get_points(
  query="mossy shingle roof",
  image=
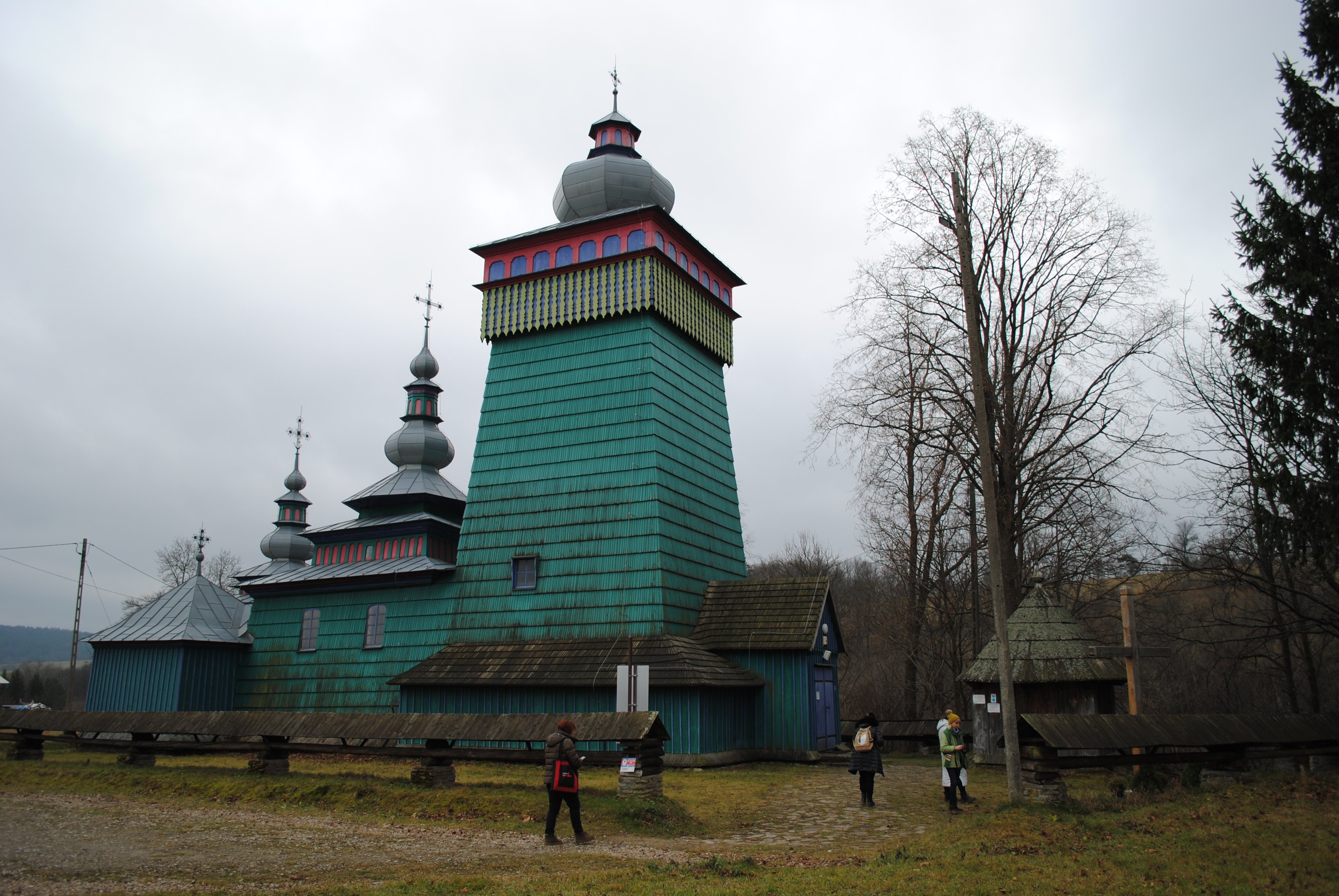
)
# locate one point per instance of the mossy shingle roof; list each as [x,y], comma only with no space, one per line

────────

_Written request_
Pull every line of the records above into your reply, word for word, and leave out the pictures.

_In response_
get_points(
  query="mossy shingle roof",
  image=
)
# locate one point per instance of the mossy shingle roof; list each as [x,y], comma only with no space, one per line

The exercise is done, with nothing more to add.